Task objective – Show each line of the data below that contains the string "bride".

## BEGIN Given records

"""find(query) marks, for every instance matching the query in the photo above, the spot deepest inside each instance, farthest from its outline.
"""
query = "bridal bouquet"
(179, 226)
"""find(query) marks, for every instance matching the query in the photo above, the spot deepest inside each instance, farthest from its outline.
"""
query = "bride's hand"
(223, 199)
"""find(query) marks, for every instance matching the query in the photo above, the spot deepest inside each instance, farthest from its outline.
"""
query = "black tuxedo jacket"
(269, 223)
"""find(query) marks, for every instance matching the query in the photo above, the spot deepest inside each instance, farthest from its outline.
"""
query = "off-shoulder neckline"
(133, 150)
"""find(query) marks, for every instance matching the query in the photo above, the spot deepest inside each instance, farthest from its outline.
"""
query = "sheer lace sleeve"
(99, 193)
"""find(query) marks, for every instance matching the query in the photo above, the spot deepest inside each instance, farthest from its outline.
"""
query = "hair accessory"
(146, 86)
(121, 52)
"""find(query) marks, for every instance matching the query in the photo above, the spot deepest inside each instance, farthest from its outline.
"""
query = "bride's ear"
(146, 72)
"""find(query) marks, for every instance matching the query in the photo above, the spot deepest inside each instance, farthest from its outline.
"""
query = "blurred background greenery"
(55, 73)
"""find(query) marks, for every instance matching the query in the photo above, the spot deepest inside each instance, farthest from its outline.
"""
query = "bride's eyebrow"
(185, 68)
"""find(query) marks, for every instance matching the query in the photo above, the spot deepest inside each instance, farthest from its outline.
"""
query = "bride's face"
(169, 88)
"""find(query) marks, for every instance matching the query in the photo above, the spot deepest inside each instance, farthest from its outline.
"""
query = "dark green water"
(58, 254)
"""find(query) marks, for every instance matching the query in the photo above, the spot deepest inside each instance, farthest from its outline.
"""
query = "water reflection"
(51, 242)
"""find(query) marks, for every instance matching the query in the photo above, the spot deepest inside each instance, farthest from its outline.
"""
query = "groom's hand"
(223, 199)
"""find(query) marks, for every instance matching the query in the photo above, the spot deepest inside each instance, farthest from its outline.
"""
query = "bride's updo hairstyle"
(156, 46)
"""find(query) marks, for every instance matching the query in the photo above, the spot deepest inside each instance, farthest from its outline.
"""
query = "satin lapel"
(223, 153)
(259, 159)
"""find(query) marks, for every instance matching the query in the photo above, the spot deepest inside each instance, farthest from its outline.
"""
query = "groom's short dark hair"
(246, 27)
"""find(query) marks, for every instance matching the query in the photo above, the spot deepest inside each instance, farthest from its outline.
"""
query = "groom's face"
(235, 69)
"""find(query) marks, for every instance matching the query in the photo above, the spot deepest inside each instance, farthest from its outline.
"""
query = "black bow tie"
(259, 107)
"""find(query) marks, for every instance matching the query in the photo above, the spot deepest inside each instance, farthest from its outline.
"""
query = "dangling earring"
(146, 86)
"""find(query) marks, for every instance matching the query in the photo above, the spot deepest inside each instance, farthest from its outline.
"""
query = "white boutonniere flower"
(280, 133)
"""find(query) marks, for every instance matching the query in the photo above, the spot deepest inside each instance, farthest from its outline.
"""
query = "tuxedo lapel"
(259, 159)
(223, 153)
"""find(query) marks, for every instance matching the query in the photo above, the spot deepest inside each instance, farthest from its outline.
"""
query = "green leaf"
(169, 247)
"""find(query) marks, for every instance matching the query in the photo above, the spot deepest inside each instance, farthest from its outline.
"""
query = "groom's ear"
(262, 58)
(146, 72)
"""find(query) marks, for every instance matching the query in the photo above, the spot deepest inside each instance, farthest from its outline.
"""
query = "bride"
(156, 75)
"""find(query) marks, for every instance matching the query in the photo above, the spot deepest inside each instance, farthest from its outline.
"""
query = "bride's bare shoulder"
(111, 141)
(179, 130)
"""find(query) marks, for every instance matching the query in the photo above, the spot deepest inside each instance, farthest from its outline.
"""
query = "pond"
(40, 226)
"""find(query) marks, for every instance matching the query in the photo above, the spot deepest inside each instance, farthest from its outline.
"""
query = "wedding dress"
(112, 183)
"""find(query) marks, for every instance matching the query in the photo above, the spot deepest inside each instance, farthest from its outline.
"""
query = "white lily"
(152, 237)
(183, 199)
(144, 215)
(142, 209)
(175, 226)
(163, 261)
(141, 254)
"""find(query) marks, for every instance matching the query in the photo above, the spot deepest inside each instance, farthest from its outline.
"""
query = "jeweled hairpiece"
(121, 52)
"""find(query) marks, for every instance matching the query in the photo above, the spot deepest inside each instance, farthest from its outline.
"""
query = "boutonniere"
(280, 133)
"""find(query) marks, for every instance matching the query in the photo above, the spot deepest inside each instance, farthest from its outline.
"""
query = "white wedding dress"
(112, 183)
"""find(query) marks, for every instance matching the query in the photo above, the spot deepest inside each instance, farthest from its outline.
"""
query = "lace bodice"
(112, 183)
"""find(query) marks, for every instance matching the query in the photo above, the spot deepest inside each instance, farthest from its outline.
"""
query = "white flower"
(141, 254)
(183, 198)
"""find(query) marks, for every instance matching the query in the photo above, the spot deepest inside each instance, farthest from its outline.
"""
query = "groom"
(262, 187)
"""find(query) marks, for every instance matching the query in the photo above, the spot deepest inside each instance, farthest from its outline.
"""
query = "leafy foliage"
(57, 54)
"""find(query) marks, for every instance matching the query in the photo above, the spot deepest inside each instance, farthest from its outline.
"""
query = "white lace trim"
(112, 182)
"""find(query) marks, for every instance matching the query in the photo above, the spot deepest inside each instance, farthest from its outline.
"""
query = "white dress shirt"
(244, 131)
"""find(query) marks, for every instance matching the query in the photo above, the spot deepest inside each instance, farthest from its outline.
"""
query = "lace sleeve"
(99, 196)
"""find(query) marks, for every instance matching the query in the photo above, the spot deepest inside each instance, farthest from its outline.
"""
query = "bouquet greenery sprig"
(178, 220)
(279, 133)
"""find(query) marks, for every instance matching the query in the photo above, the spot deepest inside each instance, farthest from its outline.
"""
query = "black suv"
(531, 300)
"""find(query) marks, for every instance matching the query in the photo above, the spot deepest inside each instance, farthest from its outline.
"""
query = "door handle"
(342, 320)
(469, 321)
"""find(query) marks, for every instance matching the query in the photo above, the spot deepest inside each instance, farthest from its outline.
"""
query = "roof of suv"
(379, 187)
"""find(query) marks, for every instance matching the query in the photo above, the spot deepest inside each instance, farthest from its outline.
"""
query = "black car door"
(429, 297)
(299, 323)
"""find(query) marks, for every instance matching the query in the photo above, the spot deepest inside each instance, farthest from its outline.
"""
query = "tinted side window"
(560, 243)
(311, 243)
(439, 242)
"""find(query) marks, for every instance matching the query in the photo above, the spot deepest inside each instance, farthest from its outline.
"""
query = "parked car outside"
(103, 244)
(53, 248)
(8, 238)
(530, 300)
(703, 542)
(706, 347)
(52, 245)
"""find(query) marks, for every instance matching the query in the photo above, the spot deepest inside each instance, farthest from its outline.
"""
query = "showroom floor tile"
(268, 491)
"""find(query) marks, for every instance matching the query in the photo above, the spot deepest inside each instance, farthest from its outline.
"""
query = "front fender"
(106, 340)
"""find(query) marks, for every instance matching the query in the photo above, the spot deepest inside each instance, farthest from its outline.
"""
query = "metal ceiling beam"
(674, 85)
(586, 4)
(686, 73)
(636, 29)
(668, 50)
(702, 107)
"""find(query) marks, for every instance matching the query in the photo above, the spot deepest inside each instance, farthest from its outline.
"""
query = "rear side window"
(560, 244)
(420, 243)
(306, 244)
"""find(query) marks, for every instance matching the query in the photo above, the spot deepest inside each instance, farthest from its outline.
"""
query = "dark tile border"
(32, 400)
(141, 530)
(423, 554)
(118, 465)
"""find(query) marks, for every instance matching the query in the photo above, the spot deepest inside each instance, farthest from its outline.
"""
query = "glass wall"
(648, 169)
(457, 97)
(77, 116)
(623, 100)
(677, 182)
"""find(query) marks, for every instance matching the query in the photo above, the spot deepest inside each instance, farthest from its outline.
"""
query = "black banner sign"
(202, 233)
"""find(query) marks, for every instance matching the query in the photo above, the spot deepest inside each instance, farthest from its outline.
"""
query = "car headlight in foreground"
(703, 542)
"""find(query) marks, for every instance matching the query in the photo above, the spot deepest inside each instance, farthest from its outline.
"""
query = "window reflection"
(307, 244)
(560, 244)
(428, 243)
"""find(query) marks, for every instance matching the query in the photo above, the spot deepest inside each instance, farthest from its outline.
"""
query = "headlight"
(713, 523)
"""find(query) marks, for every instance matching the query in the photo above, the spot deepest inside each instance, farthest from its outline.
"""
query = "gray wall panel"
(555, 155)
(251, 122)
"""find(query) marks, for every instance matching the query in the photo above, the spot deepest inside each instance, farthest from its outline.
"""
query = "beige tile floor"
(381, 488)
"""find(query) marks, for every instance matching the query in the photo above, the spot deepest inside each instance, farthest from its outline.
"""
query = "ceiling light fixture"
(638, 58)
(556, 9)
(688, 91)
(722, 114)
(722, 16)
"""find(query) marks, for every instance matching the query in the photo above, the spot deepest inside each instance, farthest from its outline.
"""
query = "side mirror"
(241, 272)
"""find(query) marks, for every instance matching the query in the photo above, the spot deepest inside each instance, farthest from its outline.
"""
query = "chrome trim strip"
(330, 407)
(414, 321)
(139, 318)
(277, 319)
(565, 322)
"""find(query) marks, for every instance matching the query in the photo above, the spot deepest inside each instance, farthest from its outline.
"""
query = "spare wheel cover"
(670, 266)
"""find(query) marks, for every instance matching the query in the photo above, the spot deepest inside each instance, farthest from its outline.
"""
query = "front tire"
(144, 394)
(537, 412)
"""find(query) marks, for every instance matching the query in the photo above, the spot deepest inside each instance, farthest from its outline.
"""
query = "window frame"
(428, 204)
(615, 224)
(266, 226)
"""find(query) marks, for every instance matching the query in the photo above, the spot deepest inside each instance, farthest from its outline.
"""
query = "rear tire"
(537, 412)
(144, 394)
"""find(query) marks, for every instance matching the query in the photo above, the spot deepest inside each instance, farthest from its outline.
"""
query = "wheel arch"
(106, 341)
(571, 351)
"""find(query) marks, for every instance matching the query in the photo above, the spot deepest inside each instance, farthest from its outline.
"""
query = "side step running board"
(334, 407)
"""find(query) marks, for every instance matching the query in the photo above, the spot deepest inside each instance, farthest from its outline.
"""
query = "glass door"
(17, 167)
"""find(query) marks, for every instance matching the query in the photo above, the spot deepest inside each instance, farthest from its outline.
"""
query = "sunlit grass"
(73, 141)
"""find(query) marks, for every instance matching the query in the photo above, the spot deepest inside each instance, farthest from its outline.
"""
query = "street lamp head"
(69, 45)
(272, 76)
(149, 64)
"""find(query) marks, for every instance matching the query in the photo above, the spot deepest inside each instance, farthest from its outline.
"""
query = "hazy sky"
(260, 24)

## END Given records

Result of this task –
query = "bride's hand"
query = "bride's ear"
query = "bride's eyebrow"
query = "bride's face"
query = "bride's updo hairstyle"
query = "bride"
query = "bride's bare shoulder"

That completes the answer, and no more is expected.